Happy flu season, my darlings! It’s been a very busy few months for me, but I finally have some time to share some of the things I managed to read and explore recently. Enjoy!
Wikipedia is the best website
- The cooperative eye hypothesis suggests that humans eyes evolved to look the way they do in order to be highly visible and help with communication.
- 6174 is Kaprekar's constant, a number with a built-in magic trick.
- Heroin chic describes the cynical trend in the 90s of supermodels with traits linked to drug addiction (pale skin, emaciated features, angular bones, eye bags)
- Via the list of chics (see also: Communist chic, prairie chic, hick chic.)
- The concept of male as norm looks at how different languages use the masculine as the default/norm, and feminine variations reflect (and create) perceptions that women are less important.
- “China's final warning” is a Russian proverb to signify a warning that carries no consequence, originating from China’s 900 “final warnings” issued during the 1950s disputes over Taiwan’s status.
- Crosswordese are words that are regularly used by cruciverbalists (crossword constructors) to tie up difficult parts of a grid, but rarely used in everyday speech.
- As someone doing the NYT crosswords daily: Iwo, ere, egads, Otoe, nene and oleo are now part of my daily vocabulary, thank you very much.
- And for something more grim: a Chernobyl necklace is the name given to a horizontal scar at the base of the throat, which results from surgery to remove a thyroid cancer caused by fallout from the Chernobyl disaster. It is “worn” by many civilians from Belarus, Ukraine, Poland and Russia.
Mood
Mildly interesting
Everything is depressing
- I’ve read and learned so much about the current genocide of Palestinians, but there’s only one piece I really wanted to share about it here: “No Human Being Can Exist” by Saree Makdisi. It compellingly puts everything that’s happened (including the response of media and governments) in a wider historical context: “To point these things out is not to justify them; it is to understand them. Every single one of these massacres was the result of decades or centuries of colonial violence and oppression.”
- Breaking news: a paper suggests the root of climate breakdown is human’s ‘behavioural crisis’ and continued demand for resources, and many of the other climate innovations are just a sticking plaster until we reduce this demand! Slowly starting to believe we won’t get there by producing more electric cars.

● **How to complete this task**: In the reading roundup, what does the term "Chernobyl necklace" refer to? The rows have nothing to do with the reading roundup above.

● **Dataset extract**:

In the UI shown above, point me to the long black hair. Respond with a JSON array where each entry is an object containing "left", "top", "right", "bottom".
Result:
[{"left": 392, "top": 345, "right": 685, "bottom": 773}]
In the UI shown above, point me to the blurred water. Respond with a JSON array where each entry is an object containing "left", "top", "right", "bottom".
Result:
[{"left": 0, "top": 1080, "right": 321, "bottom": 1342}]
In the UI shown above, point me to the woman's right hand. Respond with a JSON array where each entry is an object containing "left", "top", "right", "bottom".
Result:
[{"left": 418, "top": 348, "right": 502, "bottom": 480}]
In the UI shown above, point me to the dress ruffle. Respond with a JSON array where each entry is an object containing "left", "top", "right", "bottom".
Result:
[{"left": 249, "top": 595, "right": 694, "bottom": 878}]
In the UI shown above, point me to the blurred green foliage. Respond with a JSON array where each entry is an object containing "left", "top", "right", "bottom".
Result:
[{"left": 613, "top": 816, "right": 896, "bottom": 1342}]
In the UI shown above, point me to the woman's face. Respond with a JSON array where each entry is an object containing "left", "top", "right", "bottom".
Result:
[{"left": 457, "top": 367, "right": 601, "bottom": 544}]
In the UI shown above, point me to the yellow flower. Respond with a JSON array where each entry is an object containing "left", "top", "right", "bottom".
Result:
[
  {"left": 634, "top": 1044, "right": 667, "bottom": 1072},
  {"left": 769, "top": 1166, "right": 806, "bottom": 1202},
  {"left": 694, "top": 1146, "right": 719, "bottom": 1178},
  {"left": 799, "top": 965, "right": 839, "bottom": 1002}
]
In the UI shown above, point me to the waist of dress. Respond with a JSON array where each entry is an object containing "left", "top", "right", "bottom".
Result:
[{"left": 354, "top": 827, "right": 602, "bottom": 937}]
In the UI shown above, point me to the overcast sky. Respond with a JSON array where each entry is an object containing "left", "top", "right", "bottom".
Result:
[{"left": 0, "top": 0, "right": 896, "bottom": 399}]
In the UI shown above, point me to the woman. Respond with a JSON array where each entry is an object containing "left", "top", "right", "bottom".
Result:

● **Completed task**: It is a horizontal scar at the base of the throat left by surgery to remove a thyroid cancer caused by fallout from the Chernobyl disaster.